Excerpt provided:
His authority is generally implied and is according to the law of the ship's flag. Generally speaking, he is the owner's agent and his authority extends to all matters within the scope of his appointment. Where the owner is present, or easily accessible, this authority is narrowed, but otherwise it may be very broad, and measured only by the necessities of the situation, and the use and employment of the ship.
On shipboard, his authority is supreme, except, possibly, in the presence of the owner.
He has power to enforce discipline and inflict punishment, not unlike that in the relationship of parent and child, or teacher and pupil, save that he is forbidden by statute to inflict corporal punishment (Act of March 4, 1915). The old flogging days, therefore, are over, and the master who inflicts corporal punishment is guilty of a crime. He may, in proper cases, discharge or disrate members of the crew.
On the other hand, the law charges him with the duty of seeing that the crew has sufficient provisions (§ 4564); proper medical care (§ 4569); protection against unlawful violence, and the like; and he is criminally liable for abandoning sailors in a foreign port (§ 5363).[6]
2. Personal Liability.—
His personal liability is practically unlimited. The owner may confine his liability to the value of the ship but the master has no such privilege. Thus materialmen may sue the master personally for supplies and repairs (General Admiralty Rule 12);[7] the sailors may sue him for their wages (Rule 13); the pilot, for pilotage (Rule 14); suits for collision may be brought against him alone (Rule 15), and he is responsible for moneys loaned the ship in a foreign port (Rule 17); so, also he is liable for cargo injured by the ship and may be sued by the underwriters therefor (Co. v. Dexter, 52 Fed. 152).

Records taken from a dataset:
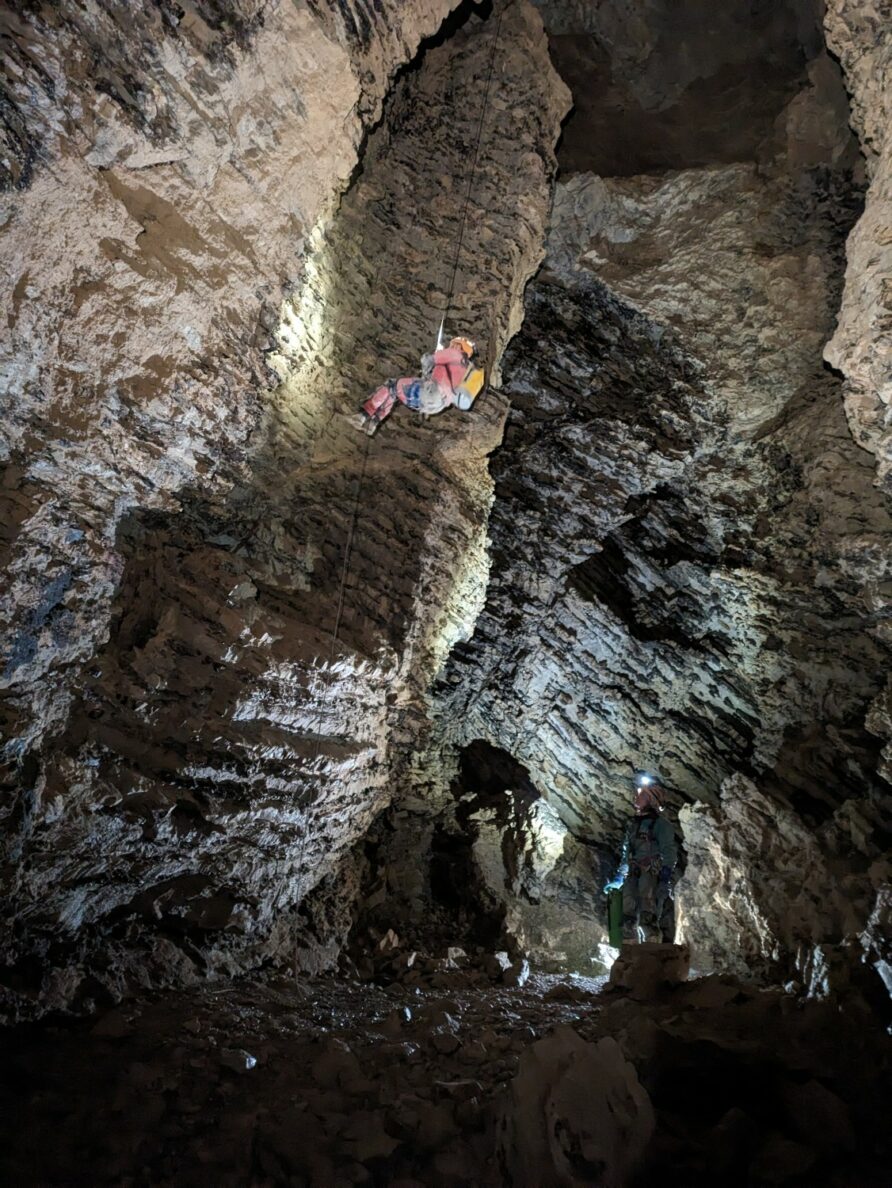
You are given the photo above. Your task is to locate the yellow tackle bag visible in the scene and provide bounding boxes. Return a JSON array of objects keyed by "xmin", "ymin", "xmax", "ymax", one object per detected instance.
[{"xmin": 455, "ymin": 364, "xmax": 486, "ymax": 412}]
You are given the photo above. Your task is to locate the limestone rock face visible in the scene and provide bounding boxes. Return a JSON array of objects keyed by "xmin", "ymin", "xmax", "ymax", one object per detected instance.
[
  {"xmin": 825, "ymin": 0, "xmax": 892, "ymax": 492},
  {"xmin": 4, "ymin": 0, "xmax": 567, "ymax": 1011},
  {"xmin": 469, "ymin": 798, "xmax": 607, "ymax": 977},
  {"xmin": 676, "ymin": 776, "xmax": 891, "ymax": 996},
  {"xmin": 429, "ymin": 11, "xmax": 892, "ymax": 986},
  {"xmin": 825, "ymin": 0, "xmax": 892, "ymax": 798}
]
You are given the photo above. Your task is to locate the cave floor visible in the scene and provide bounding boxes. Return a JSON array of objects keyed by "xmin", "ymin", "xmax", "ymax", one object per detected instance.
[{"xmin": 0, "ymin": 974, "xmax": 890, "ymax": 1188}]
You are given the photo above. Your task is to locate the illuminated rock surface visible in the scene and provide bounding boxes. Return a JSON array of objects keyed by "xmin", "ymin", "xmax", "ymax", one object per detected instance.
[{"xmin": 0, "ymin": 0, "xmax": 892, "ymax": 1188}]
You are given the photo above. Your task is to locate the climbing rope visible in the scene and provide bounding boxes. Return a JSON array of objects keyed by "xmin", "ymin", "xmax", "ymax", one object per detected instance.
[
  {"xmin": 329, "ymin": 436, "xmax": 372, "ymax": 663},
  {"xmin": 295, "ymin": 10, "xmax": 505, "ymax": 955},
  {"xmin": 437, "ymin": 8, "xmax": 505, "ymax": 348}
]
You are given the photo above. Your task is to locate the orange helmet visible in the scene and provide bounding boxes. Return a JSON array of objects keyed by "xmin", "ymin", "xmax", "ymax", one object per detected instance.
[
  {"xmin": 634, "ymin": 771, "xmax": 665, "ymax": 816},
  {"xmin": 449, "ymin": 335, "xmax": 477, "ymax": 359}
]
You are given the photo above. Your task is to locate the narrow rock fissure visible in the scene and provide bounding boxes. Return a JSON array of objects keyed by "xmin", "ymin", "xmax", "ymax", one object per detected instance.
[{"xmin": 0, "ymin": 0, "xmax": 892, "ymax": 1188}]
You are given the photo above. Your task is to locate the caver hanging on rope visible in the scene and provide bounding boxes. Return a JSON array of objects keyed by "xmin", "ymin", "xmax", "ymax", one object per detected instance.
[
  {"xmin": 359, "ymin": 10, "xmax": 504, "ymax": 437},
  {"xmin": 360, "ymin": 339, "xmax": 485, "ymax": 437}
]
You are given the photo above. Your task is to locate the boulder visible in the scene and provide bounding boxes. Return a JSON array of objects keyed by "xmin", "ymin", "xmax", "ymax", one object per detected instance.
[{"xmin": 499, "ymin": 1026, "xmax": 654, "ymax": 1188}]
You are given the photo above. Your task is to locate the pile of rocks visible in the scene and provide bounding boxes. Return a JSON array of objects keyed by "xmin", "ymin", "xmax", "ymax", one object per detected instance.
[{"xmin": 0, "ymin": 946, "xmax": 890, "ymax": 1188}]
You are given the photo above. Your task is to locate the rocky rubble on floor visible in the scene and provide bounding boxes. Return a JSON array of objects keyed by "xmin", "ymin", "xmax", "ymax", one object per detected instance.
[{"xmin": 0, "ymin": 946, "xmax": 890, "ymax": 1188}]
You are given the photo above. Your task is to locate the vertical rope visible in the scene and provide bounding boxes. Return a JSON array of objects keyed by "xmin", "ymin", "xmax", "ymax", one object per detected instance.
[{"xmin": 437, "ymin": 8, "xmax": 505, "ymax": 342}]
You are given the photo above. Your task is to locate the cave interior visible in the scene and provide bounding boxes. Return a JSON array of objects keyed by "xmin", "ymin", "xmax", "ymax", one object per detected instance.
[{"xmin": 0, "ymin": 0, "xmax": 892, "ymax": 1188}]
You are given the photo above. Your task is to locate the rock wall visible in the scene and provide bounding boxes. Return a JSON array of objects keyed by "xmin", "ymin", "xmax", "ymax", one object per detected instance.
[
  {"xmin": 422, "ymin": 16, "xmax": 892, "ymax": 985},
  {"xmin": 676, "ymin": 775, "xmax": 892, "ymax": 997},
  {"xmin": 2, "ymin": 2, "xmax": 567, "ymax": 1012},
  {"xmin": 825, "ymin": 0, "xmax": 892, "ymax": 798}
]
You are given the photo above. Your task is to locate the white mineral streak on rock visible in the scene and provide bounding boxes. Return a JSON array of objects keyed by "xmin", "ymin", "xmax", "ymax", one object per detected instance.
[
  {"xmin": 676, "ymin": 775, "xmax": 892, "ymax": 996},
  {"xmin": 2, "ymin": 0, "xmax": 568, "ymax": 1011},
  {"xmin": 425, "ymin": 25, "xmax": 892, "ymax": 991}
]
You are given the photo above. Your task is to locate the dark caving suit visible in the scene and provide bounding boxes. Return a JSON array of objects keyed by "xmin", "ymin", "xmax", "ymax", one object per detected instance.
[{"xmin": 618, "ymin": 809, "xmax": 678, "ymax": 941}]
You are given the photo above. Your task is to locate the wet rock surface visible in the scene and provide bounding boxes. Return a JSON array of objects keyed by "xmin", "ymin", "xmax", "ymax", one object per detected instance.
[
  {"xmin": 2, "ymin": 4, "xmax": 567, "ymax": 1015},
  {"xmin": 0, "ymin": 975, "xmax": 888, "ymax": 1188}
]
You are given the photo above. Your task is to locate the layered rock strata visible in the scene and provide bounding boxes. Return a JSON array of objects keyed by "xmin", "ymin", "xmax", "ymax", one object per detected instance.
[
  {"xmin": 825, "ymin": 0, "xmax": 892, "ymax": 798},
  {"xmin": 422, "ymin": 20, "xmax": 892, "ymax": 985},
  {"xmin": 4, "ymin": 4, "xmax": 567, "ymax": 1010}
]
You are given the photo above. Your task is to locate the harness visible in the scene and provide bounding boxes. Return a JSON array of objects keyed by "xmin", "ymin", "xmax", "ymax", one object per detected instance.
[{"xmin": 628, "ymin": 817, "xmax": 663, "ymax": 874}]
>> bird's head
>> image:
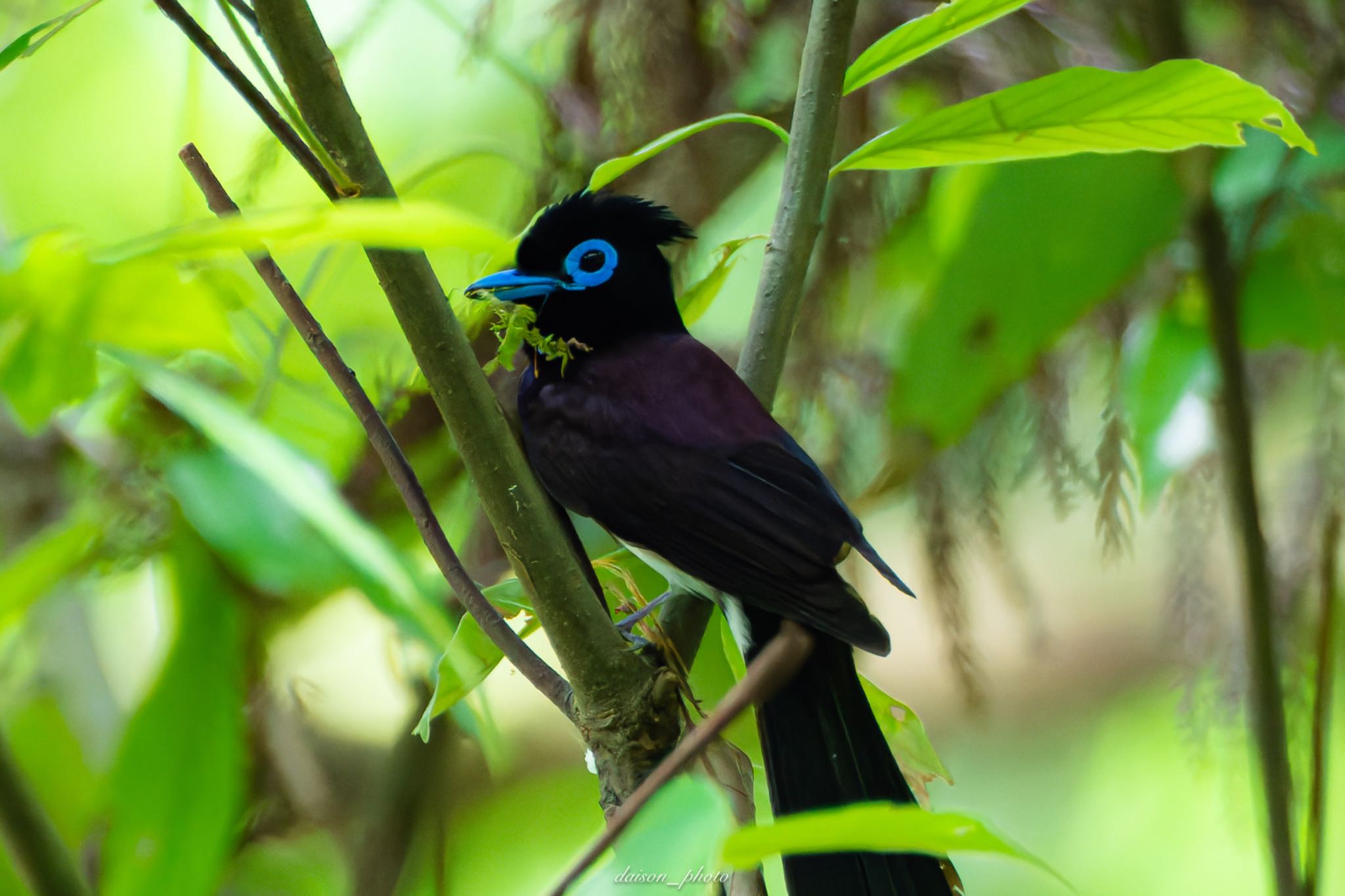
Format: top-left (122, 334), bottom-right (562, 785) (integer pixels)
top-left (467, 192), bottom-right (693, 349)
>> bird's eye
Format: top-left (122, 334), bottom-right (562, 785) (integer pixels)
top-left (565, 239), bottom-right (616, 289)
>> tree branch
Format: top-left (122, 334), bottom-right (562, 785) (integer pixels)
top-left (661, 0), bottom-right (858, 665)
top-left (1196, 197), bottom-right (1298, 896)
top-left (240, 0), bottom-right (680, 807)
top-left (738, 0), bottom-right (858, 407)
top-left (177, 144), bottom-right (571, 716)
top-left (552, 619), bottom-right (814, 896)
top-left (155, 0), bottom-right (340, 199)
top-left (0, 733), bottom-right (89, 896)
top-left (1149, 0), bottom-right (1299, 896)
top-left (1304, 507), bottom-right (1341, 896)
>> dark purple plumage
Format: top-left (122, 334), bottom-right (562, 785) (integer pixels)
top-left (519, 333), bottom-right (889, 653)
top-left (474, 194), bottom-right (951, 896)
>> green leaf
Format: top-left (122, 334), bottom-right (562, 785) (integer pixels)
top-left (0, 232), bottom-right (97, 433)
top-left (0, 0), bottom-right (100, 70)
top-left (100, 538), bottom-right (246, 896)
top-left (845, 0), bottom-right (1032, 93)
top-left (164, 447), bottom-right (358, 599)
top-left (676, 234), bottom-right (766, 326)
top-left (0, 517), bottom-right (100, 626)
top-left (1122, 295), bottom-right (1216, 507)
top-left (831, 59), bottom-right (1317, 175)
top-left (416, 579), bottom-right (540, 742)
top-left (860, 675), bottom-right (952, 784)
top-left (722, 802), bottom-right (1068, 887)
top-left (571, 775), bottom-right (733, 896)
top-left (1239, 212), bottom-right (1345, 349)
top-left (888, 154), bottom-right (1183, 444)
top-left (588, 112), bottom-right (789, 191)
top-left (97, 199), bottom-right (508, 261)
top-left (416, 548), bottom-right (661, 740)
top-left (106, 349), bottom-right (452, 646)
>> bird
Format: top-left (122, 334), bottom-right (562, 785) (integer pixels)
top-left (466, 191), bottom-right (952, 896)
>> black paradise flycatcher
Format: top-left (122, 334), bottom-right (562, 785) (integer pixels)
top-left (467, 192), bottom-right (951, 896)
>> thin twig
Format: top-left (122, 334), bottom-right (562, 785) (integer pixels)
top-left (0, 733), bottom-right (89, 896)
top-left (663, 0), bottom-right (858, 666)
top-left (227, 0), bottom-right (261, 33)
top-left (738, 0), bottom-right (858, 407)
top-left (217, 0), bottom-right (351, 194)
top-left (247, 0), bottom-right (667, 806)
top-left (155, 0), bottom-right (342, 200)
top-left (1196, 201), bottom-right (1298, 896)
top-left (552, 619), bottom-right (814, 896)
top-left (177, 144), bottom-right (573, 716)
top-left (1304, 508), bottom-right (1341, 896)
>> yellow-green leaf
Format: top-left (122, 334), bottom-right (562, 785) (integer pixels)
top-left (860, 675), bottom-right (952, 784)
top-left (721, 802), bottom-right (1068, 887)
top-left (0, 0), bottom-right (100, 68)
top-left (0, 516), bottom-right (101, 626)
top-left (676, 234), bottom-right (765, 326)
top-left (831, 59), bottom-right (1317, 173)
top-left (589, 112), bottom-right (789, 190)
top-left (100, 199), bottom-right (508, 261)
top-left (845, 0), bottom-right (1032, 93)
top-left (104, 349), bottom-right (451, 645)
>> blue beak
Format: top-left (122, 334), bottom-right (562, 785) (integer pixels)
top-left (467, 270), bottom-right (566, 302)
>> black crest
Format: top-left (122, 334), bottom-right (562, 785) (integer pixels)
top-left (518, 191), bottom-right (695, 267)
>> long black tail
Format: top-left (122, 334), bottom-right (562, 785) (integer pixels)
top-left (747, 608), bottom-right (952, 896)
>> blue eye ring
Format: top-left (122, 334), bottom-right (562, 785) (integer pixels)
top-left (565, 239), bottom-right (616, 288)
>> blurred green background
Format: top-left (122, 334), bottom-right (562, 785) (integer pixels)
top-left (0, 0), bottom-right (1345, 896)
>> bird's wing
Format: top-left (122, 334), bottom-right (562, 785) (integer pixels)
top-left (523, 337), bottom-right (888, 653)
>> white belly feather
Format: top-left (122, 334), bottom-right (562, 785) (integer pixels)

Work task 1:
In the passage on a ship master's authority, reproduce the text from "On shipboard, his" up to and including "of the crew.".
Work task 2:
According to the passage on a ship master's authority, what statute forbids the master to inflict corporal punishment?
Work task 3:
Continue the passage on a ship master's authority and personal liability from where it stops.

Expected output 1:
On shipboard, his authority is supreme, except, possibly, in the presence of the owner.
He has power to enforce discipline and inflict punishment, not unlike that in the relationship of parent and child, or teacher and pupil, save that he is forbidden by statute to inflict corporal punishment (Act of March 4, 1915). The old flogging days, therefore, are over, and the master who inflicts corporal punishment is guilty of a crime. He may, in proper cases, discharge or disrate members of the crew.

Expected output 2:
The Act of March 4, 1915.

Expected output 3:
3. Restriction on Authority.—
The master is the owner's agent in all matters fairly within the scope of his authority but has no more authority to bind him than any other special agent. He is not a general agent and his powers are usually confined to the property in his charge. In cases of necessity, when the owner is not present, his authority is very broad but it is correspondingly restricted when the owner is present. He cannot bind the owner personally beyond the value of the ship and freight pending; he cannot vary or annul the owner's agreements; he cannot make a promissory note binding on the owner; or bind him for cargo not actually on board by a bill-of-lading;[8] or admit an invalid claim; nor purchase a cargo on his account.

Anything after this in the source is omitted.